TASK REQUIREMENTS> Copy the rows below without any change, taking the stretch from the first row through the row that contains "121;230;320;304", both included.

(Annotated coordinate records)
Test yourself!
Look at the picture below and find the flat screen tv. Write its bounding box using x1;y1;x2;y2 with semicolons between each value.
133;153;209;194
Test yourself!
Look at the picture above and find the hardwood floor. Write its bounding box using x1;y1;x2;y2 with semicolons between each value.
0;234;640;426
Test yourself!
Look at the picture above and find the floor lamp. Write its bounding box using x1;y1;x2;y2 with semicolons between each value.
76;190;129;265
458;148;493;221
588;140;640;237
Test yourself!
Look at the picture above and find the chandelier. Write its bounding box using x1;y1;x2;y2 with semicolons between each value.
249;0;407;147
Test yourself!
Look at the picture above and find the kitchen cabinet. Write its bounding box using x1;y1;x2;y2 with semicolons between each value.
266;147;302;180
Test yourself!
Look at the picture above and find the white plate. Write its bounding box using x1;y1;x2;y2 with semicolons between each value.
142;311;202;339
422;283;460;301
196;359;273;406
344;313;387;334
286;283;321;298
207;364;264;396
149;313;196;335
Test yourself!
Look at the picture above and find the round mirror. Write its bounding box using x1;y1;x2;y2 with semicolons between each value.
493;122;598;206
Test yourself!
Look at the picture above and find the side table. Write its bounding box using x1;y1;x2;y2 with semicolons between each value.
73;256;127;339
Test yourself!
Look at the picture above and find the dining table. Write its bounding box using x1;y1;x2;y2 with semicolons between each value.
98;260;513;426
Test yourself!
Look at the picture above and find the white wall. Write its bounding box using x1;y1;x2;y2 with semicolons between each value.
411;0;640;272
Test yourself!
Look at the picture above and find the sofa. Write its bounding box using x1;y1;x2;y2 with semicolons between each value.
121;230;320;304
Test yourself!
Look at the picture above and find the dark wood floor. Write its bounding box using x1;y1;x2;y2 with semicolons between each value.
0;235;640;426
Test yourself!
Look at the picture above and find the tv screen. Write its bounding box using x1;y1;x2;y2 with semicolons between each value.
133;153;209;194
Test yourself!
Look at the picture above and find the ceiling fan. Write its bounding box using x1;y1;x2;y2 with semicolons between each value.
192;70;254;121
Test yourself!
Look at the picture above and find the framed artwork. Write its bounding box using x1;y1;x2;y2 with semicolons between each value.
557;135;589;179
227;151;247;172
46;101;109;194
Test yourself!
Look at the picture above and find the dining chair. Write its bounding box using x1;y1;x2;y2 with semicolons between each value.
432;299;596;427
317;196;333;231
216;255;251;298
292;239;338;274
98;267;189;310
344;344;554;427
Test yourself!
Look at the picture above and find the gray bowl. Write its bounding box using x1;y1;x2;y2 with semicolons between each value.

RESULT FOR THIS TASK>
Test yourself!
Look at the picture below and find the flat screen tv. Write its bounding box using x1;y1;x2;y2 with semicolons between each value.
133;153;209;194
Test yourself!
Look at the picture above and find the hardwood floor. Write its bounding box using x1;y1;x2;y2 with semicolons between each value.
0;234;640;426
Test yourself!
Look at the picture above and find the floor lamp. Write its bounding box using x1;y1;x2;y2 with semicolons between each value.
76;190;129;265
458;148;493;221
588;140;640;237
Test yourself!
Look at the picture above and find the chandelier. Write its bounding box using x1;y1;x2;y2 with semicolons between each value.
249;0;407;147
Test yourself!
Look at the picture above and find the kitchen cabinet. Write its bounding box using x1;y1;x2;y2 with semicolons between each value.
266;147;302;180
Test yourself!
Look at the picture above and find the white plate. Write its bounding box using x1;y1;x2;y2 with semicolons between each value.
142;311;202;339
422;283;460;301
196;359;273;406
344;313;387;334
286;283;321;298
207;364;264;396
149;313;196;335
Test yourself!
Look at the picture above and find the round mirror. Write its bounding box using x1;y1;x2;y2 with semicolons between each value.
493;122;598;206
Test yourself!
Look at the picture above and find the side table. Write its bounding box using x1;y1;x2;y2 with semicolons between each value.
73;256;127;339
Test yourself!
Look at the picture above and find the dining table. Write its bounding box using x1;y1;x2;y2 with semicolons between each value.
98;260;513;426
Test yourself!
Look at the picture above and find the white wall. Write its bounding box using x1;y1;x2;y2 with semicolons between each value.
411;0;640;272
Test yourself!
Look at the picture above and find the sofa. Write its bounding box using x1;y1;x2;y2 with semicolons between each value.
121;230;320;304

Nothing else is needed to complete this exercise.